SOURCE PASSAGE
----------------------------------------

Dwolla  is a United States-only fintech company that provides businesses with a connection to the ACH Network or RTP Network (Clearing House’s privately-owned real-time payments network).

History
The company was founded in 2008 with services based only in Iowa, and having two employees. After raising US$1.31 million in funding, Dwolla launched in the United States on December 1, 2010, with founders Ben Milne (CEO) and Shane Neuerburg (CTO), in Des Moines, Iowa, and initially with a few small banks and retailers. 

By June 2011, Dwolla had grown to 15 employees and 20,000 users, and it processed $1 million in a week for the first time.

Dwolla began with Veridian Credit Union for banking services, while The Members Group of the Iowa Credit Union League processed their transactions.

Products and services
Dwolla provides a white label service consisting of APIs to use the ACH system and white label services expanded from payouts to include instant bank authorization for debiting bank accounts

FiSync
On May 25, 2011, Dwolla released its FiSync integration, which aims to allow instantaneous transactions instead of the typical 2–3 day of the ACH Network transactions. , Dwolla had 11 financial institutions signed on, providing access to 600,000 potential customers. Dwolla quietly discontinued FiSync on January 31, 2017.

Government payments
As of April 2013, the Iowa Department of Revenue allows businesses that pay cigarette stamp taxes to use Dwolla as a method of payment. Iowa Governor Terry Branstad announced on January 6, 2014 that the state will expand the partnership to allow customers of Iowa Department of Transportation to pay fuel tax and vehicle registration costs online using the service. 

In February 2015, the US Treasury Department's Bureau of Fiscal Service added Dwolla to the system which allows US Federal agencies to issue and receive electronic payments.

Inadequate security practices
On February 27, 2016, the Consumer Financial Protection Bureau (CFPB) released its first data security-related enforcement action against Dwolla, Inc. Relying on its UDAAP-related authority, the CFPB alleged that Dwolla failed to maintain adequate data security practices despite representations made on the company website and in communications with consumers that the company has implemented practices that exceed industry standards. Among other requirements, Dwolla has agreed to settle and must cease making any misrepresentations about its data security practices.

----------------------------------------

TO BE DONE
[1] In the Dwolla text, on what date did Dwolla quietly discontinue FiSync?
[2] In the records, rewrite the lines beginning with the line containing "Exercise. Mark the shadow" and continuing through the line containing "<point>606,491</point>", with "shadow on grass" changed to "shaded patch of grass" and all else left as it is. Give only those lines.

----------------------------------------

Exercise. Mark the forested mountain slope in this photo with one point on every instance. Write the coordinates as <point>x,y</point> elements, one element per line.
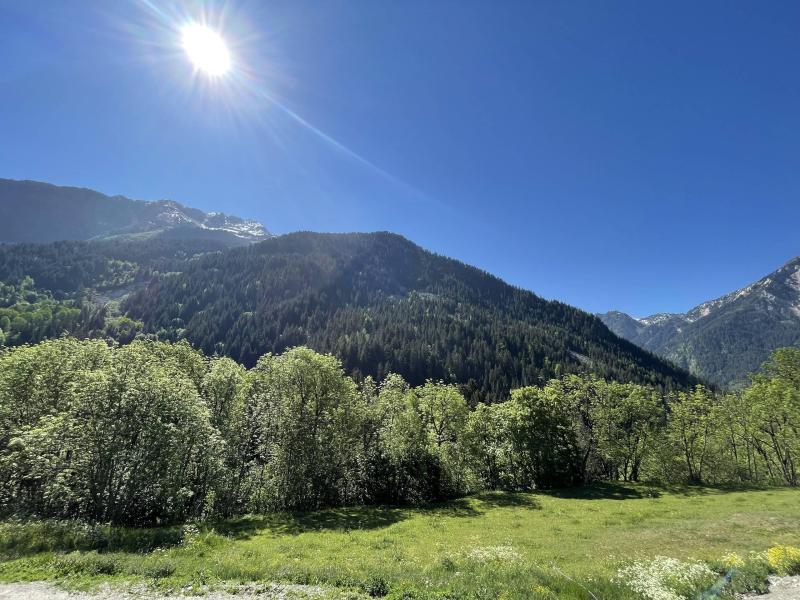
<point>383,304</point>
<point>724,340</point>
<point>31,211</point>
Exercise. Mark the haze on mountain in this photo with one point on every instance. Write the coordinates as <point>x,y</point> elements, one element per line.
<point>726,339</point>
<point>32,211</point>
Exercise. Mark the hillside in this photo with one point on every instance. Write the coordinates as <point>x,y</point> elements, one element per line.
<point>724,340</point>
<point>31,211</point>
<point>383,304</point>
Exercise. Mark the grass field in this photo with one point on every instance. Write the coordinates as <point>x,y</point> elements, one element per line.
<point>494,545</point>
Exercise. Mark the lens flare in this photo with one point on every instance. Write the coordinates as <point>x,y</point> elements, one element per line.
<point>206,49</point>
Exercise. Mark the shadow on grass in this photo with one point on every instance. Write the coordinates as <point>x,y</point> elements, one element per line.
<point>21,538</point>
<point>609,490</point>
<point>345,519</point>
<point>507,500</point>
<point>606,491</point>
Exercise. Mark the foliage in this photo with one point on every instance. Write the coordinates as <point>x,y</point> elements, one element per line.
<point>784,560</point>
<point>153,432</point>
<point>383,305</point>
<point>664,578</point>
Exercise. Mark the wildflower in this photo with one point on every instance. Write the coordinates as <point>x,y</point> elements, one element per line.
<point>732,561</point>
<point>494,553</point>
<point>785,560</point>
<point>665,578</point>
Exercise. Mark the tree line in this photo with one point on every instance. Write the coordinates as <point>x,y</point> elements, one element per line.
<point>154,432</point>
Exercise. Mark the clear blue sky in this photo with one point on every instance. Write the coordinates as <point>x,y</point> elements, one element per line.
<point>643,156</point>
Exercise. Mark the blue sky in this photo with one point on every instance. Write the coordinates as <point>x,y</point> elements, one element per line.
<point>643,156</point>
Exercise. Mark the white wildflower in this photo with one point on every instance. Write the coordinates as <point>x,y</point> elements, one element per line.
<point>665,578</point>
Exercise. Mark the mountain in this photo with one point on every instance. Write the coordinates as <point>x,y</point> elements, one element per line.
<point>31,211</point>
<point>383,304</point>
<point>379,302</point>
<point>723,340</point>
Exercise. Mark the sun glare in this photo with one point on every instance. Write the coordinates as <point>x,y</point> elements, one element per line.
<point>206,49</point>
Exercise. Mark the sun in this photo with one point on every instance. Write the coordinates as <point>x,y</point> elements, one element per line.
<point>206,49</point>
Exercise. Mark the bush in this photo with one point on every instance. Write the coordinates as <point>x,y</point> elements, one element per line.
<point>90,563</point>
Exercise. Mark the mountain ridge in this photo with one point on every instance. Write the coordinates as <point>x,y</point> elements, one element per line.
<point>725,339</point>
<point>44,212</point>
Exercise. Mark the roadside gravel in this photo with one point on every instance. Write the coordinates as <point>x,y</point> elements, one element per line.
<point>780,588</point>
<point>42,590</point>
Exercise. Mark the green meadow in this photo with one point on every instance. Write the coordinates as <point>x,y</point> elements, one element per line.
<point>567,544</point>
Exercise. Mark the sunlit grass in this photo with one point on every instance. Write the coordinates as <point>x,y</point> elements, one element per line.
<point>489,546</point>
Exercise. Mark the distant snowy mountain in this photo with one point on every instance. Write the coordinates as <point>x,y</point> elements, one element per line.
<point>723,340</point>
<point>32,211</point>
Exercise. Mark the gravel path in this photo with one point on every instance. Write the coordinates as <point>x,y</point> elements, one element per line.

----------------------------------------

OUTPUTS
[1] January 31, 2017

[2]
Exercise. Mark the shaded patch of grass in this photo with one point on every instance. Write the coordinates as <point>x,y</point> elements, one element per line.
<point>21,538</point>
<point>609,490</point>
<point>345,519</point>
<point>507,500</point>
<point>606,491</point>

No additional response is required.